-- start EXCERPT TO READ --

Friday, June 19, 2020

Shop Update

It has been almost three weeks since I posted an update.  I ended up spending more time than usual in the ham shack instead of the metal shop last week.  The parts I'm working on are either small or fiddly or both.  Let me show you some of what I've been up to.


The top piece is the simplest, but still a fiddly bit.  It's a washer made from brass rod that's 1/4" OD with a 1/8" hole down the center.  It's easy to do this; the only touchy operation is cutting off a .015" thick sliver of a brass rod with a 1/8" hole down its center.  The cutoff tool usually leaves a nib that has to be trimmed off and then the whole thing needed to be lapped on sandpaper to bring the thickness down about .003".  I could make washers like this and sell them, but one of these would cost you the same as a box of 1000 stock washers.  It's kind of silly to make things like this.

The piece of bar at lower left is straightforward cut a piece of 1/4" drill rod to 0.938" long and then move it to the mill (or good drill press) to drill a 1/16" cross hole through it 0.844" from one end.

-- end EXCERPT TO READ --

### SHORT PROBLEM 1
Answer these from the shop update above:
(a) How long had it been since the previous update?
(b) What is the outside diameter of the brass rod used for the washer?
(c) How far from one end is the cross hole in the drill rod bar drilled?
### SHORT PROBLEM 2
For each statement, say whether it agrees with the shop update above. Give yes or no with the words from it that settle the matter.
(a) The washer was lapped on sandpaper to reduce its thickness.
(b) Last week more time than usual went to the metal shop.
(c) A homemade washer of this kind costs less than buying stock washers.

-- start SOURCE MATERIAL --

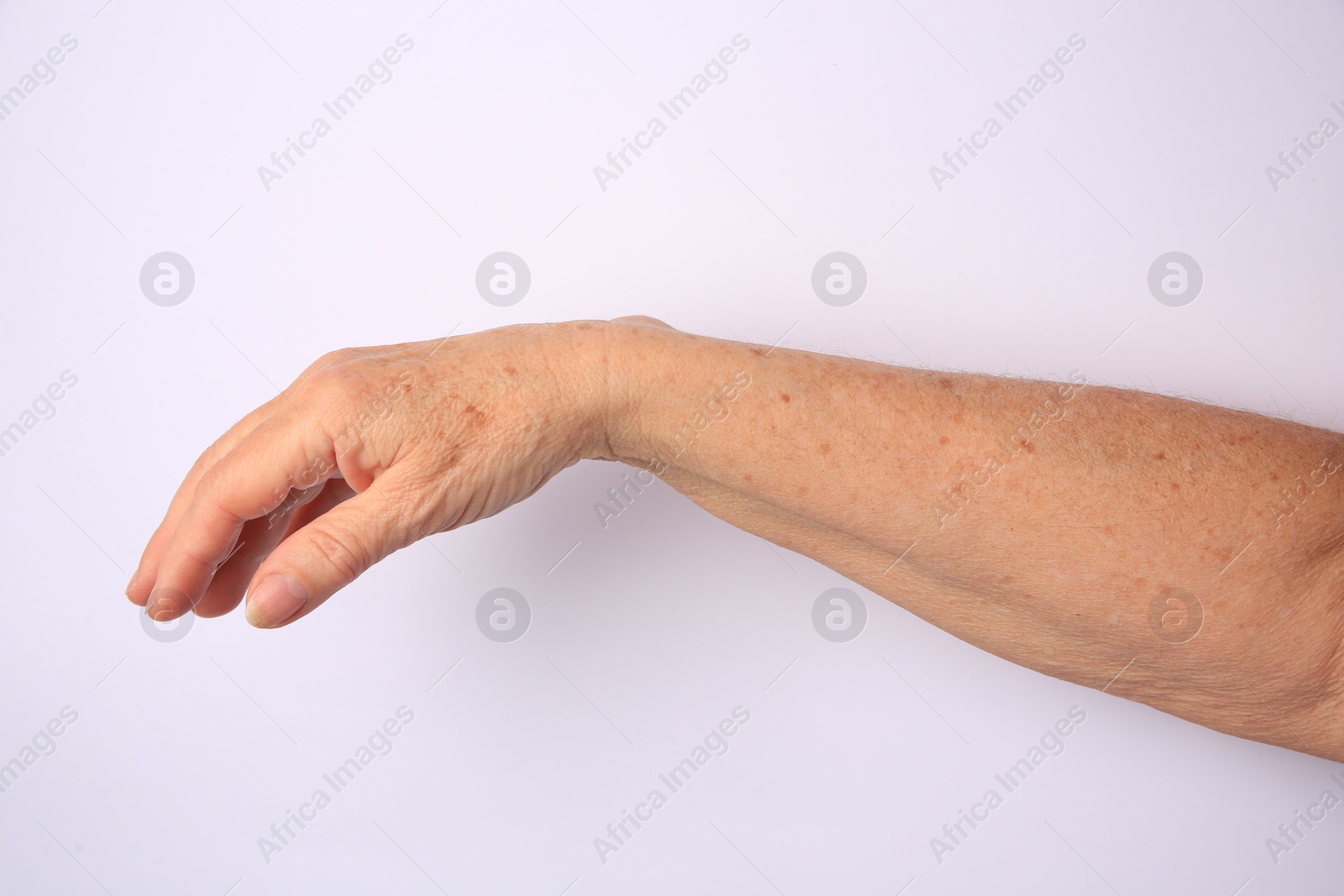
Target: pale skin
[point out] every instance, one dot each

-- end SOURCE MATERIAL --

### REPLY 1
(a) Almost three weeks.
(b) 1/4".
(c) 0.844".

### REPLY 2
(a) Yes: "the whole thing needed to be lapped on sandpaper to bring the thickness down"
(b) No: "I ended up spending more time than usual in the ham shack instead of the metal shop last week."
(c) No: "one of these would cost you the same as a box of 1000 stock washers"